Your task:
Once you find the line that contains "the car wheel?", write out that line and every line after it to the end of the records, exactly and with nothing else.

────────

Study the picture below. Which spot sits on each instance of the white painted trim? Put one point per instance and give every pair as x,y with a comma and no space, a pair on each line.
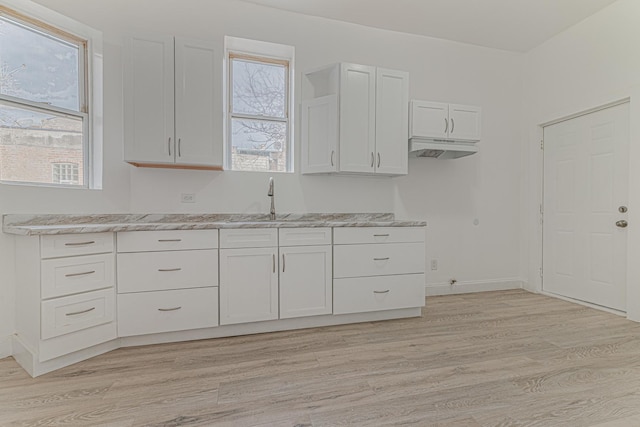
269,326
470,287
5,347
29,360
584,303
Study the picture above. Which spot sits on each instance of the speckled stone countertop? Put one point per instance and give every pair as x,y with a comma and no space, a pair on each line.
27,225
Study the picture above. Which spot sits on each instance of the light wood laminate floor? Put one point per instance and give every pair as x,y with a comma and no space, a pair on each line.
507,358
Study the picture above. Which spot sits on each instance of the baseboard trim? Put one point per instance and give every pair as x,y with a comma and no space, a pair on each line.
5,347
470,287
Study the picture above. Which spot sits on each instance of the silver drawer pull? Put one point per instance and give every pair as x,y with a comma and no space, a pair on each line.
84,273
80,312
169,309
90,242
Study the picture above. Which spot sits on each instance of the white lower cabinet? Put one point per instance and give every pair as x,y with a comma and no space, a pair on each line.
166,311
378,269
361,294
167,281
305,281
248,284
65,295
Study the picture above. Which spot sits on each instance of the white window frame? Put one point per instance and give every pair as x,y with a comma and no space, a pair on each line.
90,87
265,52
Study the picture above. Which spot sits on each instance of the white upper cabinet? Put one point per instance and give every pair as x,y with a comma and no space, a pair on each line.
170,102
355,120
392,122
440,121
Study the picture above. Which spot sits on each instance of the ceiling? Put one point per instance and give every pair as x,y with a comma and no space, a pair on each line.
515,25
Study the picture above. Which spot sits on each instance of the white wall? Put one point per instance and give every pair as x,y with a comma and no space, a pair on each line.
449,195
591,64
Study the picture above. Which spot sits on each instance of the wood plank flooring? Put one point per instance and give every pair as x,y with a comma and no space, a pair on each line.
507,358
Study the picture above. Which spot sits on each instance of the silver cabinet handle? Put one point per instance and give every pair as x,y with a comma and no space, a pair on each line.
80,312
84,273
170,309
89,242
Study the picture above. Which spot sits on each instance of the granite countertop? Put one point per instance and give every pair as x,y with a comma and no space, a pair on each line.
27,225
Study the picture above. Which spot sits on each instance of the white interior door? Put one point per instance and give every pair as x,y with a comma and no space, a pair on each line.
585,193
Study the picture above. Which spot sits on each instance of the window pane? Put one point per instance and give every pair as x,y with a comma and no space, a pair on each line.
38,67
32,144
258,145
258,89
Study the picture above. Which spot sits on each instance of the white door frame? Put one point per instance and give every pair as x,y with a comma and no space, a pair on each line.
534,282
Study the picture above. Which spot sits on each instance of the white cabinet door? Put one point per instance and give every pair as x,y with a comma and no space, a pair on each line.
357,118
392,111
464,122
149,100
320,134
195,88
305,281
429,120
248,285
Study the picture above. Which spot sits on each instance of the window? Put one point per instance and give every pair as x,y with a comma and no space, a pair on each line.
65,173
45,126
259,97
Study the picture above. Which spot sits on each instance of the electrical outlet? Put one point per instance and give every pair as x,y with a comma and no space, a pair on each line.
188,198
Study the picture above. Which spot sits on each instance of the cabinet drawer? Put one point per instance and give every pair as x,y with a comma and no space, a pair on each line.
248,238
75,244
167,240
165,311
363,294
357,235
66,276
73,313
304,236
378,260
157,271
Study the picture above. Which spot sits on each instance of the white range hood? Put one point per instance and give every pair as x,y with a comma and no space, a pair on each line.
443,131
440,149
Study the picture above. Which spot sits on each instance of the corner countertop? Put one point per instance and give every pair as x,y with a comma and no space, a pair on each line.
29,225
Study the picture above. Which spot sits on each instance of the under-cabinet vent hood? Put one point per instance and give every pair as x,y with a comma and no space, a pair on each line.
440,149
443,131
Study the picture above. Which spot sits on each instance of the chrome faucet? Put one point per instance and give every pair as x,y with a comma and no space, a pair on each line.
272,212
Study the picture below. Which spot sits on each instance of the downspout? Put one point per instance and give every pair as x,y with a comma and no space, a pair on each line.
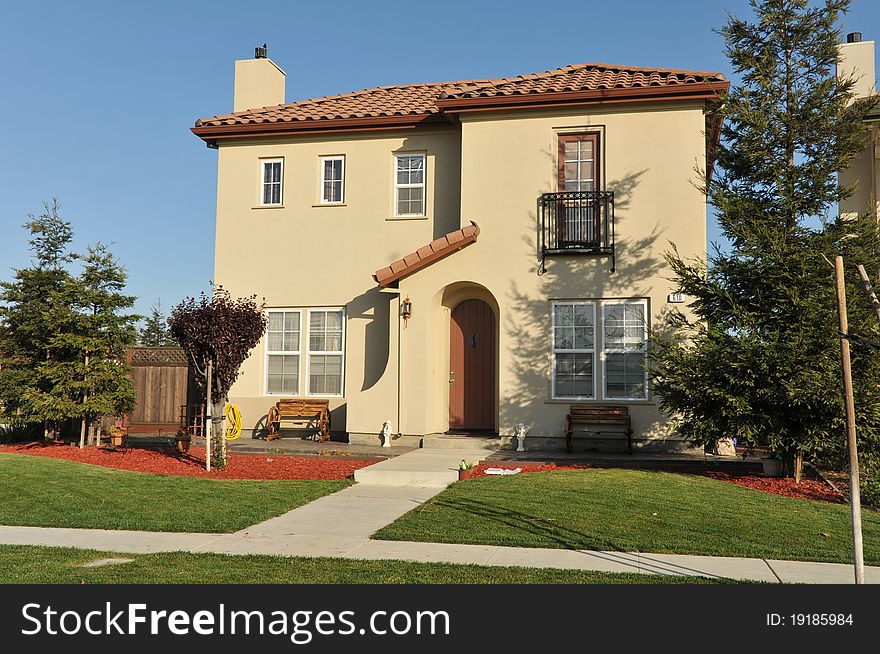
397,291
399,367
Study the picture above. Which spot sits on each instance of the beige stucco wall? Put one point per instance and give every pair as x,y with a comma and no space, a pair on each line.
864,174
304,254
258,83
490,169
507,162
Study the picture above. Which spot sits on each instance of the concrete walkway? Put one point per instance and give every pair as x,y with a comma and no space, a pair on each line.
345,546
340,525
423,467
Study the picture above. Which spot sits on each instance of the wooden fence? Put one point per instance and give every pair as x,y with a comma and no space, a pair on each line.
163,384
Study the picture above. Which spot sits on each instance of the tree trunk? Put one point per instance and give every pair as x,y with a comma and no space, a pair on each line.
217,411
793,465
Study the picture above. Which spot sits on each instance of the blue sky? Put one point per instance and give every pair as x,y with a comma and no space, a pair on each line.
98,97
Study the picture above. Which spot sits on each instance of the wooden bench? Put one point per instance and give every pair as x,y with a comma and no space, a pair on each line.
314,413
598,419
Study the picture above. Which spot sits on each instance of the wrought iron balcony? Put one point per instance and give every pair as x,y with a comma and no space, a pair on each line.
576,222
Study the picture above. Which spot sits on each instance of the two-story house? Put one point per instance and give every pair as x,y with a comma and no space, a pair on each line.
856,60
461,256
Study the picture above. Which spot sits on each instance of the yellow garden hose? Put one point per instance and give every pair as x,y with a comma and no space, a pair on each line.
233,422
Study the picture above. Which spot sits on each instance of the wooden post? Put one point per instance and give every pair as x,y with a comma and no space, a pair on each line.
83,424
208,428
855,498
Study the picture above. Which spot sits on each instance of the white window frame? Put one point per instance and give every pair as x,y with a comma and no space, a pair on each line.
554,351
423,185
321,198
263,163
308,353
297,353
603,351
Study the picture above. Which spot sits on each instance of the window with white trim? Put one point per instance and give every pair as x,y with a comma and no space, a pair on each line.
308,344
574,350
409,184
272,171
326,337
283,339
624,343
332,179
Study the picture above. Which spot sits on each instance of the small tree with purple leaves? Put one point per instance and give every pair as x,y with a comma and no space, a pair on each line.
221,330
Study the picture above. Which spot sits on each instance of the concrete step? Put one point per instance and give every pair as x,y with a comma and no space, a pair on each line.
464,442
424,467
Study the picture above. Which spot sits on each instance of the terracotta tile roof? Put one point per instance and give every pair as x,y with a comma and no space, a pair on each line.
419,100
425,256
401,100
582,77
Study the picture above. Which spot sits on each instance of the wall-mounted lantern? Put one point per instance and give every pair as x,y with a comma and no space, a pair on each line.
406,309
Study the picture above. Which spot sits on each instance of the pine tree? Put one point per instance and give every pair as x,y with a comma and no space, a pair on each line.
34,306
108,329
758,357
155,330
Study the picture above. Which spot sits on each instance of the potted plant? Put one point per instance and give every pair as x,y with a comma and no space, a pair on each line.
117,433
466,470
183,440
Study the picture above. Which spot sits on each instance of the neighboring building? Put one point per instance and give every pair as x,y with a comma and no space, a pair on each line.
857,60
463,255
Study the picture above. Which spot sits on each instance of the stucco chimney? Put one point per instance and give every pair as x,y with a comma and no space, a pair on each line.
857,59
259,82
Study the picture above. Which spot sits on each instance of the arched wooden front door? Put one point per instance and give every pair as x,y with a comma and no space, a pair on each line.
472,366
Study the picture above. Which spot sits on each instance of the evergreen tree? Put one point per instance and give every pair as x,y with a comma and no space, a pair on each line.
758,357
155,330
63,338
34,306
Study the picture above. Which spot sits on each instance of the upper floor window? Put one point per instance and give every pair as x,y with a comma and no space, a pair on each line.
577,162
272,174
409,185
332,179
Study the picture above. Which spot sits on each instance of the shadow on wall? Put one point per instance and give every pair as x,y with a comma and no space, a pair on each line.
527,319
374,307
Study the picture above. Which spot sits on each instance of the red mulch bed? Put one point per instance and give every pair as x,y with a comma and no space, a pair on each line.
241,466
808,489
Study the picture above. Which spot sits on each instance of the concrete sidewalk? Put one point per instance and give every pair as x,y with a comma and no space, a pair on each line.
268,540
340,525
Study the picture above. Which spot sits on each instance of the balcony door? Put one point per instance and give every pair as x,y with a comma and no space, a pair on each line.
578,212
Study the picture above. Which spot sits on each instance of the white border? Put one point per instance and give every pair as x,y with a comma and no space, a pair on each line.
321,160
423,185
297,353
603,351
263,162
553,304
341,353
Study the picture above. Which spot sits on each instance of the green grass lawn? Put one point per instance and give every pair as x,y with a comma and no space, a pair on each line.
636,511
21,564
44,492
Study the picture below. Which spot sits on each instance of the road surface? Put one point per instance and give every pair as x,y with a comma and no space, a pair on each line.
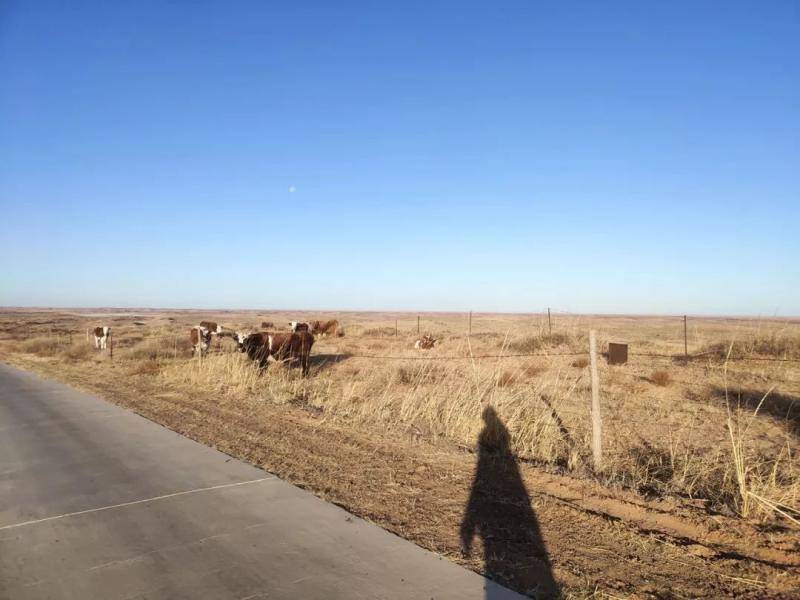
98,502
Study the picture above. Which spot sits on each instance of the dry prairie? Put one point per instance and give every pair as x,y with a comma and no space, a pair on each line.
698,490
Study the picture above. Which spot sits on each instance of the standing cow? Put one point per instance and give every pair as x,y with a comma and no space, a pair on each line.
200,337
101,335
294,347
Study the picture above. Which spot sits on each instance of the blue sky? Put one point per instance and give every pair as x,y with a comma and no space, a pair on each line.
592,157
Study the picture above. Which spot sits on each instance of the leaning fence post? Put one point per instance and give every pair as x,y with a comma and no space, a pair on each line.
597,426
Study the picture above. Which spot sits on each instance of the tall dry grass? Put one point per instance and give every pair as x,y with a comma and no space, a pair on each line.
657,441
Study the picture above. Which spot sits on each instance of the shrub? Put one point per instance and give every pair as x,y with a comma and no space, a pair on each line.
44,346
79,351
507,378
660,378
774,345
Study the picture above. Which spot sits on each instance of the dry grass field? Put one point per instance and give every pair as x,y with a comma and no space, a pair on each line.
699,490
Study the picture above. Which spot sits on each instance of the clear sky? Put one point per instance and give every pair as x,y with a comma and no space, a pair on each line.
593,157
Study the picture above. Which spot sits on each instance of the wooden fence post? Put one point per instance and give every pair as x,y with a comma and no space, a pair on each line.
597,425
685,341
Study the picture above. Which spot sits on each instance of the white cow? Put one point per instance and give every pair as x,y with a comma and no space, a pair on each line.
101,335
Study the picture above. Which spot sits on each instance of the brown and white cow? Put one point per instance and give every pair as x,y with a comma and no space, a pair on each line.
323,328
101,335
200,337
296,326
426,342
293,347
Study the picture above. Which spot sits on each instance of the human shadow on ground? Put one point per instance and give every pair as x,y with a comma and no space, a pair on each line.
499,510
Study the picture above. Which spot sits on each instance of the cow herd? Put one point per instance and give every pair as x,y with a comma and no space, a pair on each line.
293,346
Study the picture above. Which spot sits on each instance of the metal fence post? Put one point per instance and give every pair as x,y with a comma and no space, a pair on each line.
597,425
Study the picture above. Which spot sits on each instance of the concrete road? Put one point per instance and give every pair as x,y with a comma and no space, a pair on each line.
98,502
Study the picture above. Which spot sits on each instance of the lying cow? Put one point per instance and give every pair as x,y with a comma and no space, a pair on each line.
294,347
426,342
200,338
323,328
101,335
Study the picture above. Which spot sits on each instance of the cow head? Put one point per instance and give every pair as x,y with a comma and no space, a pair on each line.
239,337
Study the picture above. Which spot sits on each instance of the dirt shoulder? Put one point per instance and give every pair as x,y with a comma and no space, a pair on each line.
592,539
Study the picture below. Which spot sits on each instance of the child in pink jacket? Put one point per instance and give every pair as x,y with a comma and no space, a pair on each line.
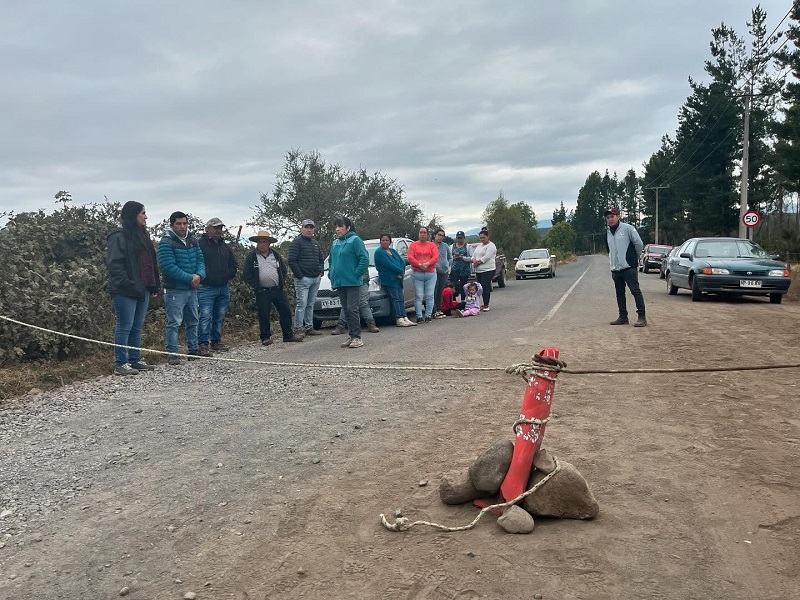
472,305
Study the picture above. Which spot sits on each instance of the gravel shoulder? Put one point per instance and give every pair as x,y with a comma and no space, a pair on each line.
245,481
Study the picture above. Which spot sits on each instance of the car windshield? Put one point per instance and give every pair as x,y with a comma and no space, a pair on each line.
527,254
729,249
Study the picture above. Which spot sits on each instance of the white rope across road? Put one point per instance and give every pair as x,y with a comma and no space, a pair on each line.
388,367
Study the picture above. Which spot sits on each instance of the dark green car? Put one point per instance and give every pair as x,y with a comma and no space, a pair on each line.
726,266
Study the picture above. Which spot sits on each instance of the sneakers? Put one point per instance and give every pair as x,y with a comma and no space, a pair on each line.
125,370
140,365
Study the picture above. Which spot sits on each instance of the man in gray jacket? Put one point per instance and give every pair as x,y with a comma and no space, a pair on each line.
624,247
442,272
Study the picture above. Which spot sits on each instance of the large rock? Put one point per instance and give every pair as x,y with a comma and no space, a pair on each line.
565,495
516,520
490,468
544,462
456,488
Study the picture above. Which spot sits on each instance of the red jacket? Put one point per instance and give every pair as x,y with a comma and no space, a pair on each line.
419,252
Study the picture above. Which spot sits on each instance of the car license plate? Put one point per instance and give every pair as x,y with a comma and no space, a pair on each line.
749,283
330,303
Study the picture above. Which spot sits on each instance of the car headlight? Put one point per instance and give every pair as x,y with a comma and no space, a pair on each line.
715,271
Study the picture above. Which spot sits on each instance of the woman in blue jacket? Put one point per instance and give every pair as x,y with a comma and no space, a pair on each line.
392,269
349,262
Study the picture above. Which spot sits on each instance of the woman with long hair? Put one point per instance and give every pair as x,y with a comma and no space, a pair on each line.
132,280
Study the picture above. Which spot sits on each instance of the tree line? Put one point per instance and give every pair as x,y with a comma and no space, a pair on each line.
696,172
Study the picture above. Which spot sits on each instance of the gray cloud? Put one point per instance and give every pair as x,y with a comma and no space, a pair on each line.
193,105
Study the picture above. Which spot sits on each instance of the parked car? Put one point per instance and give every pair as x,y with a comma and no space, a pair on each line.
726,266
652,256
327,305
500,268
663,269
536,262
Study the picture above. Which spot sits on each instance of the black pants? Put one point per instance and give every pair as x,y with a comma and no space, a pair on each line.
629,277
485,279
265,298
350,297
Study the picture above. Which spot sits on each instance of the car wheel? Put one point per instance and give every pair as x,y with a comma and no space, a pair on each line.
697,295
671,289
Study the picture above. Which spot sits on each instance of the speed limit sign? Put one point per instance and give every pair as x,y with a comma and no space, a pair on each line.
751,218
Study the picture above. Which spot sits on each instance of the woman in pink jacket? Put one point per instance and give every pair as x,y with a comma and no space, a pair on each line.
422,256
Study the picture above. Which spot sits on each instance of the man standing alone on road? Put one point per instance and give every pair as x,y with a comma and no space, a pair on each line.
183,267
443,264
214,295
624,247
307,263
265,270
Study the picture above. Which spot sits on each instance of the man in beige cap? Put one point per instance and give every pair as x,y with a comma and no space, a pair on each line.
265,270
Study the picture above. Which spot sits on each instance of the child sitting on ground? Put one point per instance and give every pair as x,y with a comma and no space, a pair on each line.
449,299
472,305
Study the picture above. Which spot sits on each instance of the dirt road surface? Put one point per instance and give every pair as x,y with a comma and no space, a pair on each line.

────────

Solution to the problem:
Study the picture above. Which spot sits on each instance of the car wheel? Put one point per instance and give every pair as x,y with a comma and no space, a pair on each line.
697,295
671,289
Study the picture above. Which spot sits on each instance of the speed limit sign? Put one point per instance and give every pair as x,y with a comma and no space, a pair on each line.
751,218
Study the picture above. Which spot sits on each instance of the woman in pink jacket? Put one point per instance and give every pair as x,y with a comma and no space, a pair on each line.
422,256
Study the picture above. Which spot sits on each instance of the man standing alone on road? Put one point per instance and give every pair as x,y with a comma and no space, a pair on each line.
183,267
443,264
214,295
624,247
307,263
265,270
Study the picture above. Which spot sits on each instance of the man in beige cap? Put one point per instance and give every pair as x,y with a comma and no space, a pair on each line.
265,270
Study the picture above. Which spot sits on each instance of the child sitting on ground? Put one point per instance and give every pair as x,y with a comma and no space, a pair on each line.
449,299
472,305
Study the picture above. Which spot sits on each instance of the dirt road surface? Put one point per instance and give every pair as x,y with a comma and no space, a pair on each line.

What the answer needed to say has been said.